> Task requirements
Extend the reader comments on cameras and prints that got away, picking up right after the last sentence of the comments.

> Text
—————

Mike Plews: "I needed a 120 camera and a friend was paring back his studio. He had three Rolleiflex cameras for sale, a 2.8f a wide Rollei and a Tele Rollei and wanted $125 for each. I bought the 2.8 and passed on the other two. This would have been about 1972 and another $250 was just too rich for my blood."
Mike replies: Ouch, and also ouch. For those who don't know, the Tele Rollei and especially the Rollei Wide now sell for roughly $1k and $3k respectively, or they did the last time I looked.
Gordon Lewis: "Here's the thing: All of the cameras I may have lusted for in the past were film cameras, which means that if I had bought them they would either be sitting unused with the other film cameras I did buy or I would have sold them. So no, no regrets there. As for digital cameras, I find it hard to project much glory or emotional satisfaction onto them. They're just recalcitrant tools I have to bend to my will to get the job done."
Tom Hassler: "For me, it wasn't a camera or other gear, but two beautiful prints that got away. It was 1979. I was living in L.A. and saw two Arnold Newman prints in a gallery priced at $400 each. One was his iconic portrait of Igor Stravinsky, the other a lesser known but equally wonderful picture.

—————

> Listed records
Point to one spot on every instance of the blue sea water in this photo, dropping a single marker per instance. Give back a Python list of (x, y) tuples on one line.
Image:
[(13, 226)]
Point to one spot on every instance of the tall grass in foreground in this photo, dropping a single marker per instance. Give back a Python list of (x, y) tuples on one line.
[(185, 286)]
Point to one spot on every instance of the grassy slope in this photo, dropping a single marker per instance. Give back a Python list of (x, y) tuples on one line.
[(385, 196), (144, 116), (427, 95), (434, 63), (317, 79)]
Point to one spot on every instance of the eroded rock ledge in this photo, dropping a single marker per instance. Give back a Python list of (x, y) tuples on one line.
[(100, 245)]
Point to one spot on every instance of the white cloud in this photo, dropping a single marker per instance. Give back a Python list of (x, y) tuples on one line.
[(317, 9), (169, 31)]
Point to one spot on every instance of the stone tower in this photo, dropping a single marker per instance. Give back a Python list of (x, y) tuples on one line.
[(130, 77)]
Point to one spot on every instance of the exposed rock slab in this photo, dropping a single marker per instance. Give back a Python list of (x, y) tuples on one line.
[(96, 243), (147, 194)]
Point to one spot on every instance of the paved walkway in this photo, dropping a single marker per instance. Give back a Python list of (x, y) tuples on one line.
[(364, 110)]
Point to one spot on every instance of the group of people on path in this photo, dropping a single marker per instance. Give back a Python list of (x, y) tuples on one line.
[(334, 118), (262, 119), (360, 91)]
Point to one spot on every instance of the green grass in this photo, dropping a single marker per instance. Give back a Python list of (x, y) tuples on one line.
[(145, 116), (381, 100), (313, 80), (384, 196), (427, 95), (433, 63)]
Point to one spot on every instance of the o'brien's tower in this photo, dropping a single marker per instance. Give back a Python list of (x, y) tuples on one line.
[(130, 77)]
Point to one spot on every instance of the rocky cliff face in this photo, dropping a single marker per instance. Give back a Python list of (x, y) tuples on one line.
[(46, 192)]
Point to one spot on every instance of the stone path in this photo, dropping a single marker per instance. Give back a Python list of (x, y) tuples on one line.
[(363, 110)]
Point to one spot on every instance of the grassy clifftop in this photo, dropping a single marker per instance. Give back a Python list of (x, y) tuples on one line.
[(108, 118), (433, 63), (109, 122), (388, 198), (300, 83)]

—————

> Response
"I was newly in the working world and money was tight. I re-visited the gallery three times in the next month to look at the prints, each time wishing and hoping I could find a way to make a purchase. In the end I had to pass in the interest of paying my rent. In retrospect, I may have made the wrong choice.
"I've thought of these events many times over the years. The lesson learned was 'find a way to make it happen.' Some opportunities only come along once.
"P.S. Taking my own advice, I just made it in under the wire on the latest Caponigro print sale!"
Mike replies: I hear ya Tom. I had a chance to buy one of these in the '80s for $1,200, and almost pulled the trigger but didn't:
That's from a Christie's auction page. That print was almost certainly made by Voja Mitrovic, by the way.
John Boeckeler: "The one that got away from me was a beautiful little Retina IIIc folding rangefinder that I traded in for a used Nikon S1 at Ferrante-Dege in 1963. I don't remember why I did it—probably just because I wanted a Nikon—but I missed that beautiful Retina. I bought it at the PX in Port Lyautey, Morocco in 1958.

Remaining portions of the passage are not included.